▶ [TASK]
Repeat exactly the lines that begin at the one containing "Roadside-survey request: point out the snow-covered" and end at the final line of the records; include no pictures and nothing else.
━━━━━━━━
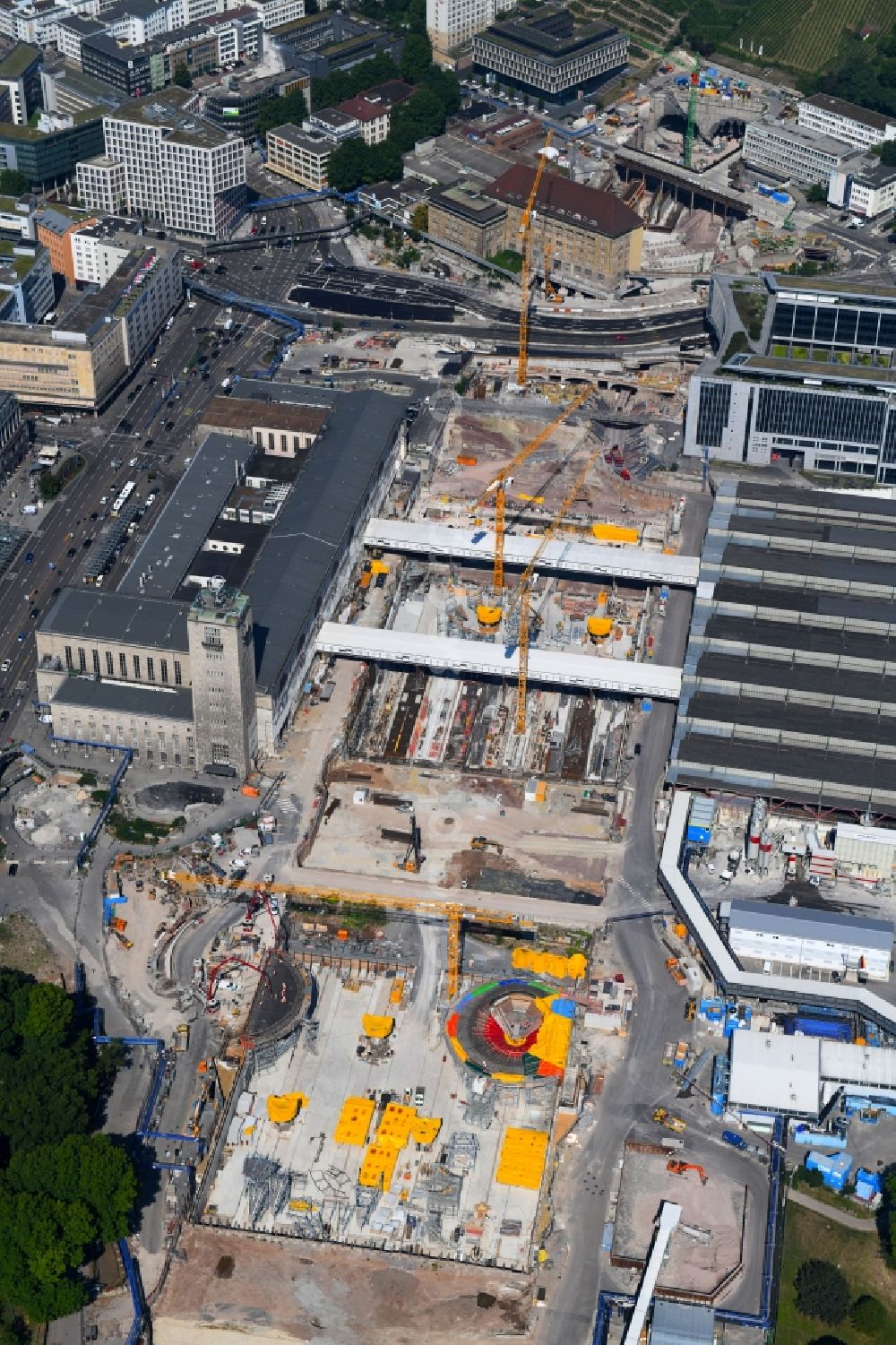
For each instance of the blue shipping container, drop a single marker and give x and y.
(833, 1030)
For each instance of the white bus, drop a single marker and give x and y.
(118, 504)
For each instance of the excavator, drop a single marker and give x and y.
(680, 1168)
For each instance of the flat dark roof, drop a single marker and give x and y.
(126, 698)
(91, 615)
(801, 775)
(797, 676)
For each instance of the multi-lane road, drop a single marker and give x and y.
(131, 434)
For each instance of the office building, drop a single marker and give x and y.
(299, 156)
(786, 689)
(19, 83)
(56, 228)
(70, 32)
(372, 109)
(793, 153)
(845, 121)
(592, 236)
(13, 434)
(177, 168)
(450, 23)
(866, 187)
(172, 681)
(821, 399)
(324, 42)
(232, 105)
(99, 247)
(547, 56)
(292, 569)
(26, 282)
(461, 215)
(101, 185)
(67, 91)
(82, 359)
(276, 13)
(48, 156)
(18, 218)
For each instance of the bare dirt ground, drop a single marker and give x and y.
(24, 948)
(310, 1291)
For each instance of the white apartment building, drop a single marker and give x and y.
(183, 13)
(101, 185)
(96, 254)
(137, 24)
(845, 121)
(177, 167)
(276, 13)
(299, 156)
(788, 152)
(453, 22)
(872, 191)
(151, 292)
(204, 180)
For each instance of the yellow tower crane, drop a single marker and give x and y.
(452, 912)
(499, 488)
(522, 593)
(525, 237)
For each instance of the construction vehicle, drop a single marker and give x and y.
(665, 1118)
(452, 912)
(673, 967)
(490, 615)
(525, 238)
(680, 1168)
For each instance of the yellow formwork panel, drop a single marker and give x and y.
(377, 1025)
(553, 1038)
(396, 1125)
(377, 1167)
(549, 963)
(614, 533)
(522, 1157)
(354, 1121)
(426, 1129)
(284, 1108)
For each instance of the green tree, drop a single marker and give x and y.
(348, 166)
(823, 1290)
(279, 112)
(868, 1315)
(416, 56)
(13, 183)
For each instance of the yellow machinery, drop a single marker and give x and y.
(550, 289)
(453, 913)
(522, 593)
(525, 238)
(490, 616)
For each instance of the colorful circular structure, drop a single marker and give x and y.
(512, 1030)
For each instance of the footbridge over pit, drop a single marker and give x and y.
(483, 660)
(568, 557)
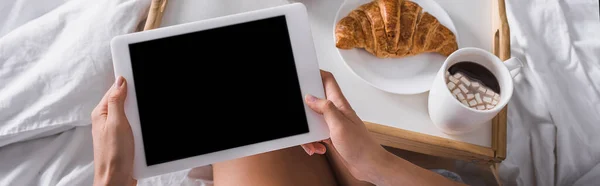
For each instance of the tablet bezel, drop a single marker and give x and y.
(306, 66)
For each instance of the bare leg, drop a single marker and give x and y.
(341, 172)
(291, 166)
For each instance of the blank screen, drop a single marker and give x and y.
(217, 89)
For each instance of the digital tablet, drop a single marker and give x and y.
(220, 89)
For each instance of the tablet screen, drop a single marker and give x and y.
(217, 89)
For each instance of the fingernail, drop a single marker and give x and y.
(119, 82)
(311, 98)
(321, 150)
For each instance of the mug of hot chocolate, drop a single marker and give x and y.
(470, 88)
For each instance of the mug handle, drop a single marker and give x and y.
(514, 66)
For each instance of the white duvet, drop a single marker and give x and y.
(55, 65)
(554, 115)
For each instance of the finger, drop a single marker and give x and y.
(319, 148)
(101, 109)
(333, 117)
(333, 91)
(116, 99)
(328, 141)
(308, 148)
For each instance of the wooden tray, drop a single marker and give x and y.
(423, 143)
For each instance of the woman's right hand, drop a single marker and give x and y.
(348, 134)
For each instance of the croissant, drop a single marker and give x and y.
(393, 28)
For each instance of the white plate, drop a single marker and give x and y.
(405, 75)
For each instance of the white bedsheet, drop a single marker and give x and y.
(554, 116)
(55, 66)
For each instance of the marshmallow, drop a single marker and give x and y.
(454, 80)
(478, 98)
(463, 88)
(460, 97)
(470, 96)
(451, 85)
(490, 92)
(487, 99)
(481, 89)
(465, 81)
(457, 75)
(456, 91)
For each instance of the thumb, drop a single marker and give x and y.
(333, 117)
(116, 99)
(317, 104)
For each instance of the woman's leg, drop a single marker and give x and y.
(291, 166)
(341, 172)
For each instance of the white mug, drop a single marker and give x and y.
(451, 116)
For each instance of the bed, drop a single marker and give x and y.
(55, 65)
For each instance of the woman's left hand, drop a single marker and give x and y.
(113, 139)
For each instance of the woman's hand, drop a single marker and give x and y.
(348, 134)
(113, 139)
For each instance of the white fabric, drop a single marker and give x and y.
(554, 116)
(55, 68)
(55, 65)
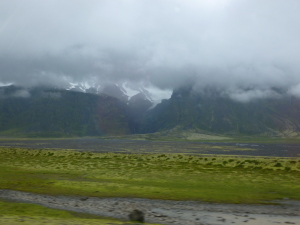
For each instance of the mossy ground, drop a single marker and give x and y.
(230, 179)
(12, 213)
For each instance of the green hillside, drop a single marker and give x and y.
(213, 113)
(55, 113)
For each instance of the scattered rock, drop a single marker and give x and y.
(136, 215)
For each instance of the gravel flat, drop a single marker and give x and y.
(168, 212)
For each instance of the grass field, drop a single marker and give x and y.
(230, 179)
(28, 214)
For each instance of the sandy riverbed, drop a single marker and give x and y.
(169, 212)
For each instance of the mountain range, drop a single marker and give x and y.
(84, 110)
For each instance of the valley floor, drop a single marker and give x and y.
(166, 211)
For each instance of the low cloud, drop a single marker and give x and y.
(243, 48)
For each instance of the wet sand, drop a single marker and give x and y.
(169, 212)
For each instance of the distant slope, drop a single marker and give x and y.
(186, 110)
(55, 113)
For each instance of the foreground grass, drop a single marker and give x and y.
(229, 179)
(21, 213)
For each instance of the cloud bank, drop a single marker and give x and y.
(245, 48)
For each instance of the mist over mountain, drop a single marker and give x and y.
(239, 58)
(215, 112)
(44, 112)
(243, 48)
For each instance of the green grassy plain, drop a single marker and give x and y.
(29, 214)
(229, 179)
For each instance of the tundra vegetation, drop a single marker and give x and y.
(212, 178)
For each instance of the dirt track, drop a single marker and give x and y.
(168, 212)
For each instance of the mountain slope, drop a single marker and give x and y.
(187, 110)
(49, 112)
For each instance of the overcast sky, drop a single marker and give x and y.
(246, 48)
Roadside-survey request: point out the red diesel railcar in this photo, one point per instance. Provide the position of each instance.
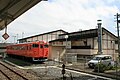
(37, 51)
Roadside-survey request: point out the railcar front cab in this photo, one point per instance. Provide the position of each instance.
(41, 50)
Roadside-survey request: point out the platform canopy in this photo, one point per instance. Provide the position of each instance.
(12, 9)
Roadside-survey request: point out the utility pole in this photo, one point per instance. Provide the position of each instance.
(118, 21)
(99, 37)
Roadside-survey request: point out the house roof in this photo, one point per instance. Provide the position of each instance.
(84, 34)
(43, 34)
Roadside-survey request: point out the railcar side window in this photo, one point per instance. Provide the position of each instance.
(35, 45)
(41, 46)
(45, 46)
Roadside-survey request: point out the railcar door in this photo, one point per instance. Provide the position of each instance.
(46, 49)
(35, 50)
(41, 51)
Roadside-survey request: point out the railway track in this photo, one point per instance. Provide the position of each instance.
(10, 74)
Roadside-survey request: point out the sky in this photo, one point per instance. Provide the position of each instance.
(68, 15)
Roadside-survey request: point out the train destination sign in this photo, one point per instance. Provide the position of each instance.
(5, 36)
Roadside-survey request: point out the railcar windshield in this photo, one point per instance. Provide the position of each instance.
(35, 45)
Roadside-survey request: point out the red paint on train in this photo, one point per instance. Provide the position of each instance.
(38, 51)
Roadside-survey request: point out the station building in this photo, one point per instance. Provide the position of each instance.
(48, 36)
(83, 44)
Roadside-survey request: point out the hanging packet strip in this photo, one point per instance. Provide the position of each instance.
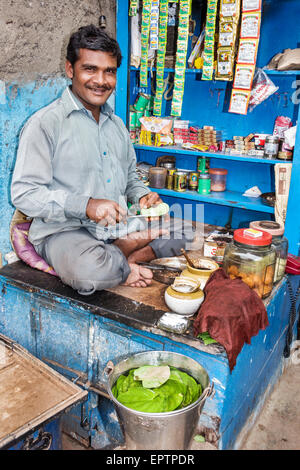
(161, 54)
(251, 5)
(154, 25)
(145, 32)
(181, 55)
(133, 7)
(230, 9)
(246, 58)
(209, 40)
(228, 26)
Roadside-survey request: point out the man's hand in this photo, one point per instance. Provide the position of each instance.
(105, 212)
(151, 199)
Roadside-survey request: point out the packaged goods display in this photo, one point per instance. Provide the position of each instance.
(189, 121)
(181, 56)
(204, 183)
(218, 179)
(251, 258)
(157, 177)
(247, 51)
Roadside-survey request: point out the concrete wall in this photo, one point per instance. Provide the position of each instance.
(34, 33)
(33, 40)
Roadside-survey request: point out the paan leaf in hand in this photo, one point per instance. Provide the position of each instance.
(152, 376)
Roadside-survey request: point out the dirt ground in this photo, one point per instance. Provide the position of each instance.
(276, 428)
(34, 34)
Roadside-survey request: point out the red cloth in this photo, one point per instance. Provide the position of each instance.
(231, 313)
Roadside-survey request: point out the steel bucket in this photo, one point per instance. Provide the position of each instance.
(159, 431)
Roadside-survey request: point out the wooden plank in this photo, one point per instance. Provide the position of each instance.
(31, 393)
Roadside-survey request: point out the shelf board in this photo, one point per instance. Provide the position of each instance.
(197, 71)
(225, 156)
(226, 198)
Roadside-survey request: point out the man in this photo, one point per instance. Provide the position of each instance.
(75, 173)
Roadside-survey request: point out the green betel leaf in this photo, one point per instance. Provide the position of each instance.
(144, 400)
(192, 388)
(152, 376)
(156, 211)
(174, 392)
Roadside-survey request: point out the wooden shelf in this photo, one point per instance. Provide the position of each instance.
(226, 198)
(225, 156)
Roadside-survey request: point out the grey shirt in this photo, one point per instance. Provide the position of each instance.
(64, 158)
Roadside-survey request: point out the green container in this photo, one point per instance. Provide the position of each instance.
(204, 183)
(201, 164)
(132, 119)
(139, 114)
(149, 106)
(142, 102)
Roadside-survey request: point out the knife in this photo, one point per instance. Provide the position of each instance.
(161, 267)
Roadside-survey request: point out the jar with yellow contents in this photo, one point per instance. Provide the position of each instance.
(251, 257)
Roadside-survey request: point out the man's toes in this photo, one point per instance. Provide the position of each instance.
(146, 273)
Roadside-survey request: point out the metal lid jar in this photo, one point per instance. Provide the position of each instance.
(251, 257)
(271, 146)
(280, 243)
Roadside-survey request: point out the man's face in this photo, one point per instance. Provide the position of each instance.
(93, 77)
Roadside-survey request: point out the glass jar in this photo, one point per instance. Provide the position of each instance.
(157, 177)
(251, 257)
(280, 243)
(271, 146)
(204, 183)
(218, 179)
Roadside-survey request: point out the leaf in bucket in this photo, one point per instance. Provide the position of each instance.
(199, 438)
(143, 399)
(206, 338)
(174, 393)
(192, 388)
(152, 376)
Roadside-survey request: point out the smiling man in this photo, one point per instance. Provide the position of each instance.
(76, 172)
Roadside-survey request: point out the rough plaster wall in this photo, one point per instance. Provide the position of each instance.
(34, 34)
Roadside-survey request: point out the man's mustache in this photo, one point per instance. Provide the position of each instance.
(101, 88)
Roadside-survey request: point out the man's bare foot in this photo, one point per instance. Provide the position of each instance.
(139, 276)
(143, 255)
(137, 240)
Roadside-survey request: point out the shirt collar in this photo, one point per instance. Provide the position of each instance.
(72, 103)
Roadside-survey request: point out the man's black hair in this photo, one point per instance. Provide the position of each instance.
(93, 38)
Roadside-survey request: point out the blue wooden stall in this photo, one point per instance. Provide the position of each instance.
(79, 336)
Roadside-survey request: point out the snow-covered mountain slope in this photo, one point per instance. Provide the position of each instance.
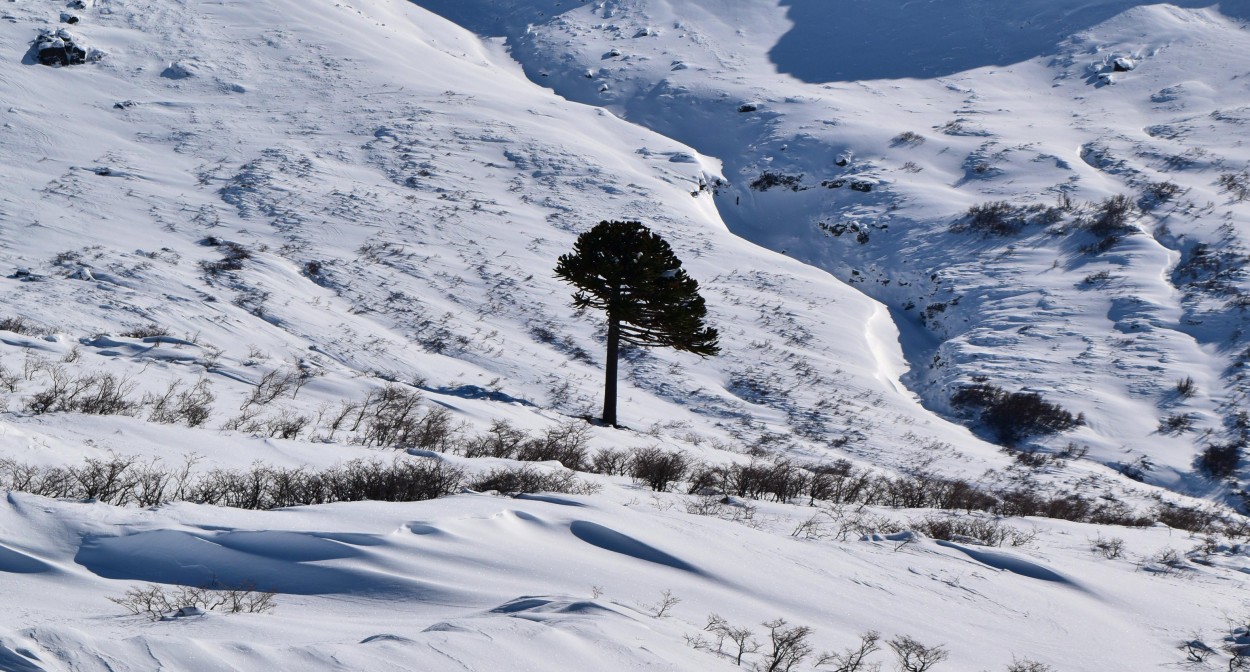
(299, 202)
(936, 109)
━━━━━━━━
▶ [TASK OUTPUT]
Roadside-survey request: point out the snow-covered mountain slope in this photo, one point per instance. Provide the position of each instance.
(299, 202)
(936, 109)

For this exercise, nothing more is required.